Trade agreements that strengthen economic bonds with allies and trading partners can lift global standards on workers’ rights, environmental protection, food safety, and fair business practices.

Those rising standards ensure American workers and businesses can compete on a level playing field. Any trade agreement Bennet signs as president will include high and enforceable labor and environmental standards, as well as standards to crack down on unfair competition.


Trade has lifted American growth and incomes.

From 1950 to 2016, trade added $2.1 trillion to the American economy—an average of about $18,000 per household and $7,000 per person. Those averages are not evenly distributed, and some Americans have been harmed by trade. We must address this dislocation, but we cannot ignore the benefits trade brings to our economy.

95% of the world’s consumers live outside of the United States, and the fastest-growing developing markets are overseas.

American farmers, businesses, and workers benefit from being able to sell into these fast-growing markets.

Export-driven jobs pay above-average wages.

Jobs supported by exports are estimated to pay up to 18% more than non-export jobs. 

Farmers and ranchers need to grow exports to grow their businesses.

Net farm incomes are down over 30% since 2013, driven in part by President Trump’s reckless trade war and failure to secure the certainty that our farmers and ranchers need to grow their businesses. In 2018, American producers exported $140 billion of American-made agricultural products, but since the start of the Trump Administration, American agricultural exports have effectively flatlined.

Nearly half of our imports make American farms, ranches, and businesses more competitive.

45% of American imports are inputs into other products that are made in America, helping our farms, ranches, and businesses stay competitive in a global economy. Not only have farmers and ranchers been exposed to retaliation on these products, but the cost of imports like fertilizer and farm equipment have risen too.

The other half of imports lower the cost of living, especially for the poorest Americans.

### SUPPLIED DATA
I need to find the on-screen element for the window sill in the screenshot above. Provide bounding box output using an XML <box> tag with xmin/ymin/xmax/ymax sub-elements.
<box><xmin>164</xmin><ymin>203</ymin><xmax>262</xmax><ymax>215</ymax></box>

### GIVEN REQUEST 1
According to the text on trade, how much more are jobs supported by exports estimated to pay than non-export jobs?
### GIVEN REQUEST 2
In the trade text, write out the passage from "From 1950 to" to "markets are overseas.".

### EXERCISE ANSWER 1
Up to 18% more.

### EXERCISE ANSWER 2
From 1950 to 2016, trade added $2.1 trillion to the American economy—an average of about $18,000 per household and $7,000 per person. Those averages are not evenly distributed, and some Americans have been harmed by trade. We must address this dislocation, but we cannot ignore the benefits trade brings to our economy.

95% of the world’s consumers live outside of the United States, and the fastest-growing developing markets are overseas.